Object position labeling entries:
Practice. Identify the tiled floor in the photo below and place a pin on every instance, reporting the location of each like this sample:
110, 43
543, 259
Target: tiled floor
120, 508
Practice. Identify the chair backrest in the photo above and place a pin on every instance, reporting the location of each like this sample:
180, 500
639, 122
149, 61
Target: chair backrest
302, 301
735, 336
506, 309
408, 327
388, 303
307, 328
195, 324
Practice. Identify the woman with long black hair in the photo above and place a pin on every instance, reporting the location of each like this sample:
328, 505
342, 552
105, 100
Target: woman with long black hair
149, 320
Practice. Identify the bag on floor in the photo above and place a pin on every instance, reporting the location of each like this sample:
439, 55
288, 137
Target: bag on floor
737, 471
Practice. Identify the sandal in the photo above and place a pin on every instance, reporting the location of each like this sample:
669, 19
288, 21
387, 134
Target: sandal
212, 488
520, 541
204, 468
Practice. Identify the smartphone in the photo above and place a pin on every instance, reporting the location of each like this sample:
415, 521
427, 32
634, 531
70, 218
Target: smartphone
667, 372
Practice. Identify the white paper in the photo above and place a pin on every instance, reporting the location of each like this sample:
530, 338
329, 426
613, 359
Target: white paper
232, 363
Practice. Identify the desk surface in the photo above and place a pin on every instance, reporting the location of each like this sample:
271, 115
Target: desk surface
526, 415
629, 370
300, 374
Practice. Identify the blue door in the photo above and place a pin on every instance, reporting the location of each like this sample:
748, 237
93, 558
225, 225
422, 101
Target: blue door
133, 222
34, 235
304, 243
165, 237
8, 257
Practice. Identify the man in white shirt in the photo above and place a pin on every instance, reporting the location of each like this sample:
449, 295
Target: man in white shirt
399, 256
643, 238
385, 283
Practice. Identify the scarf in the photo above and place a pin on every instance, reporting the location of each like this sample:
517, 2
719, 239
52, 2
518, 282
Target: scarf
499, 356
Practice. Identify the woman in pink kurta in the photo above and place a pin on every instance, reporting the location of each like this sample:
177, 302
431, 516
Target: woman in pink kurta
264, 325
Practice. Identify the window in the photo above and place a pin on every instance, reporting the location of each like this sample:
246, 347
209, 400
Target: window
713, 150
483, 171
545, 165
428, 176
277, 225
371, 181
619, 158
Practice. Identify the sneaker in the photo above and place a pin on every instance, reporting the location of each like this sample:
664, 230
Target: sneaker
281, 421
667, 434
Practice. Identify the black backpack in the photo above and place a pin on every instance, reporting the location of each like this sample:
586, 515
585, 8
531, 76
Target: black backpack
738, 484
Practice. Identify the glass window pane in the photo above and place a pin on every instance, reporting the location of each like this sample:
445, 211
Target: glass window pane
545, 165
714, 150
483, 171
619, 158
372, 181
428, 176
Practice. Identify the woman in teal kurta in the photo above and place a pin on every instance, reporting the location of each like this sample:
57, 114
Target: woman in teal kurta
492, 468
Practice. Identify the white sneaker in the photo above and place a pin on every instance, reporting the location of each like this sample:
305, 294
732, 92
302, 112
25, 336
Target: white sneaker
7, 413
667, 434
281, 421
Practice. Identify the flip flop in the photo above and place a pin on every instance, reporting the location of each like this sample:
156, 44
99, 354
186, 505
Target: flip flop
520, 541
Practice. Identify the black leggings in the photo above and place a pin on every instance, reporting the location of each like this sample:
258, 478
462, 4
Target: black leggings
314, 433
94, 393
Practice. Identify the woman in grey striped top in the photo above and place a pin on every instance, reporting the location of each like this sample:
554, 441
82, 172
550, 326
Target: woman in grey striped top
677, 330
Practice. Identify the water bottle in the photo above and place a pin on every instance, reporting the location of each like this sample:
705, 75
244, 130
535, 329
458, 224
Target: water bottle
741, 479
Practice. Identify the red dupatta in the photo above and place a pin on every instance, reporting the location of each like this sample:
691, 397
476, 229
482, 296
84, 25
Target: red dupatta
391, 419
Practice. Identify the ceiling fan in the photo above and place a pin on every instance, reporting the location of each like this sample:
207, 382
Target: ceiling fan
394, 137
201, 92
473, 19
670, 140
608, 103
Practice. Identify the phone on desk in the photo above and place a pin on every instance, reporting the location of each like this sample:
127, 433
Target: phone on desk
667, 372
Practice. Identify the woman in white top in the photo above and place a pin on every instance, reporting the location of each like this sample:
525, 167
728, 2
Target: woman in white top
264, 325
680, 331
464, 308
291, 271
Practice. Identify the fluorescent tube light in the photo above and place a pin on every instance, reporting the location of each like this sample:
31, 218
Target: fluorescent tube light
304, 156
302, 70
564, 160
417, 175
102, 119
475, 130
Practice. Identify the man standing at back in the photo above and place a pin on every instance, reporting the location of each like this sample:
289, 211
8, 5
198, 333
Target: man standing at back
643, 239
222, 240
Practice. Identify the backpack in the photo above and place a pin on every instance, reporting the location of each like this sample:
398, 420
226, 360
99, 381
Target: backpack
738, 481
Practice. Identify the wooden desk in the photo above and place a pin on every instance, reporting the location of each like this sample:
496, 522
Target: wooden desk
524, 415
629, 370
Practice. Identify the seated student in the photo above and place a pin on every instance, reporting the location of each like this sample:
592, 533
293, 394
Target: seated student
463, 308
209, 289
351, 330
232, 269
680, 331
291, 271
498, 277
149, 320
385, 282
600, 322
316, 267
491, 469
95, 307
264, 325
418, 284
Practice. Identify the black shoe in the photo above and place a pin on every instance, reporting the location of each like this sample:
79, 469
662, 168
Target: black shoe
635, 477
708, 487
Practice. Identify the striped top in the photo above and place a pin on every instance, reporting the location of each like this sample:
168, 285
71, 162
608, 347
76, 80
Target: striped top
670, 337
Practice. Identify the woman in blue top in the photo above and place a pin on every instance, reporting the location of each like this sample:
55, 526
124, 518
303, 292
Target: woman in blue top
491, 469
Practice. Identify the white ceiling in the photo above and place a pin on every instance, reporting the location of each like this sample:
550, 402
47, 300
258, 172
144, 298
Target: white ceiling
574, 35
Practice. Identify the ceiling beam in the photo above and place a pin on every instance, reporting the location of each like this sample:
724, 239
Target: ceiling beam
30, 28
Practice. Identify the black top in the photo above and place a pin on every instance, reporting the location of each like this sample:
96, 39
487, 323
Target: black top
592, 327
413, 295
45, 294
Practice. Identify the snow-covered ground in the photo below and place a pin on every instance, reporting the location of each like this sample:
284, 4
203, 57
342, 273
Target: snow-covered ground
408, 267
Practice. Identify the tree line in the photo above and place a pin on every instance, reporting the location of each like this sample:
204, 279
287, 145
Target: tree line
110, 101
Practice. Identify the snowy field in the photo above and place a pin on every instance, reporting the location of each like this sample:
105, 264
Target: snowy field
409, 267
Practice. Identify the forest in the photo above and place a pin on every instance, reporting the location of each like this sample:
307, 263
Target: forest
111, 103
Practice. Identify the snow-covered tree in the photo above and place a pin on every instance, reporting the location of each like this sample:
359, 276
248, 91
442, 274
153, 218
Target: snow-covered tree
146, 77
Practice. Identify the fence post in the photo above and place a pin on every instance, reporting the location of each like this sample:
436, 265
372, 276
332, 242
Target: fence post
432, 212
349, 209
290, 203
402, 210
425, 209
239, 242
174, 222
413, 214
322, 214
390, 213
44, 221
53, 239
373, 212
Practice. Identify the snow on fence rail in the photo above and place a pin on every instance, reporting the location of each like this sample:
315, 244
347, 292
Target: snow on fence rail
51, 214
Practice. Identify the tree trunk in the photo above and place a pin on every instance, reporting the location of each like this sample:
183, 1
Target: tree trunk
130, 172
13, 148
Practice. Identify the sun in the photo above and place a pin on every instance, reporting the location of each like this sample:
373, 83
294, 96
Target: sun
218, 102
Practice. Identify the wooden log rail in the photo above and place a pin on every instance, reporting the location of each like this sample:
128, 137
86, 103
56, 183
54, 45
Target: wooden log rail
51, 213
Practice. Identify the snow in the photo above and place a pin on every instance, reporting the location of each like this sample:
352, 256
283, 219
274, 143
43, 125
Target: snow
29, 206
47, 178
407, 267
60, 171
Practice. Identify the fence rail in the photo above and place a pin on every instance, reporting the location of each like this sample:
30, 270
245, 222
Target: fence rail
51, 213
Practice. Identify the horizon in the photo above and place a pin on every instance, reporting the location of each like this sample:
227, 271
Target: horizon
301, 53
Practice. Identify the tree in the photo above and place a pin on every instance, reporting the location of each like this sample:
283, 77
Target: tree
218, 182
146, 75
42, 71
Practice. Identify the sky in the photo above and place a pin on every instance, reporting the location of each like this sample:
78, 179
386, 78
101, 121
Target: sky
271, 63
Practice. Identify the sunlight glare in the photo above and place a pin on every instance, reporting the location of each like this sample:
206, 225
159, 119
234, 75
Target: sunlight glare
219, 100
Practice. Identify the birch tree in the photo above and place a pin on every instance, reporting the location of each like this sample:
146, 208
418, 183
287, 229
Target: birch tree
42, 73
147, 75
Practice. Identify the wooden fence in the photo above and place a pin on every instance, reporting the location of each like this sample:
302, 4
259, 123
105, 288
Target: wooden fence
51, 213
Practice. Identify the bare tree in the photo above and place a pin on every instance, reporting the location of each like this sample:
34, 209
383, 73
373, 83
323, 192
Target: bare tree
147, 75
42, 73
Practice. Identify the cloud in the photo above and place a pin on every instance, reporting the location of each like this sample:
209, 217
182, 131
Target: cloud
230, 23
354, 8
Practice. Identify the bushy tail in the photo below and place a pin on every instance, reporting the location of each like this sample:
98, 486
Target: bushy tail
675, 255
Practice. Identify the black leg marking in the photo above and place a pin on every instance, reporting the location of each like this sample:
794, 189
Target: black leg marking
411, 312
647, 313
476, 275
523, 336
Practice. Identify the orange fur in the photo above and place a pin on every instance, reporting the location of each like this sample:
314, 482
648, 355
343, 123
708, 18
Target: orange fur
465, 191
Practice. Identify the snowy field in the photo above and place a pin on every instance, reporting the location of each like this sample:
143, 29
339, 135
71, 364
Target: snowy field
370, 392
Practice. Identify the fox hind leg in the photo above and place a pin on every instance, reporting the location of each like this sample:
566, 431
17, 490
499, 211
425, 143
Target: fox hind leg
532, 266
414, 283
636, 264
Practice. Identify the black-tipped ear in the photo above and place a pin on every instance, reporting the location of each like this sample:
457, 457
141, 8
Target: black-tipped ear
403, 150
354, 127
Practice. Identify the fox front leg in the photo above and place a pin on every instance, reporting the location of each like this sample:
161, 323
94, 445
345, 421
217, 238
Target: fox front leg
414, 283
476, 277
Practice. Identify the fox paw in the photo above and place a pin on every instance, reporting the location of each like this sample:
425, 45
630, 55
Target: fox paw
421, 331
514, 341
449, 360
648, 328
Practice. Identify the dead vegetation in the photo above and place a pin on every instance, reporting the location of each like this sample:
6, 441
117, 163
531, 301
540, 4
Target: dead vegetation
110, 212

* _What needs to be done_: Find the line with "Practice. Identify the bushy" in the listing above, then write out that line and each remaining line exactly, with no other text.

* _Written response_:
Practice. Identify the bushy tail in the photo below and place a pin on every instance, reporting the location of each like this sample:
98, 486
Target: bushy tail
675, 255
Practice. Identify the black leg marking in the photo above and place a pin on every instance, reporting the location of each like this sample:
794, 189
Target: black leg marking
411, 312
647, 313
476, 275
523, 336
Practice. Identify the orange fur in the photo above and place a pin on every instance, reporting the location of each like this sample:
314, 482
648, 355
343, 123
708, 18
Target: orange fur
465, 191
Practice. Identify the snowy field in the photo above and place a pin on every instance, reporting the location of each like this sample:
143, 29
339, 135
71, 364
Target: snowy field
370, 392
Practice. Identify the fox hind leg in the photo above and place a pin on every instance, reporting the location of each like this sample:
566, 431
17, 490
499, 211
425, 143
Target: fox hind leg
532, 266
414, 283
636, 264
Practice. Identify the black-tipped ear in the photo above and place a pin on every instance, reporting the location of each like this sample:
457, 457
141, 8
Target: black-tipped ear
403, 150
354, 127
Practice. Identify the fox front leg in the photo above and place a pin on every instance, reporting the location of each like this sample:
161, 323
94, 445
345, 421
217, 238
Target: fox front leg
414, 283
476, 277
Practice. Identify the fox paw in the photo above and place a pin on every instance, reporting the location of each like this sample:
425, 45
630, 55
Target: fox paw
421, 331
514, 341
449, 360
648, 328
Practice. Identify the dead vegetation in the photo above and place a pin on every instance, reporting the location of each like this sample:
6, 441
117, 163
531, 301
540, 4
Target: dead vegetation
110, 212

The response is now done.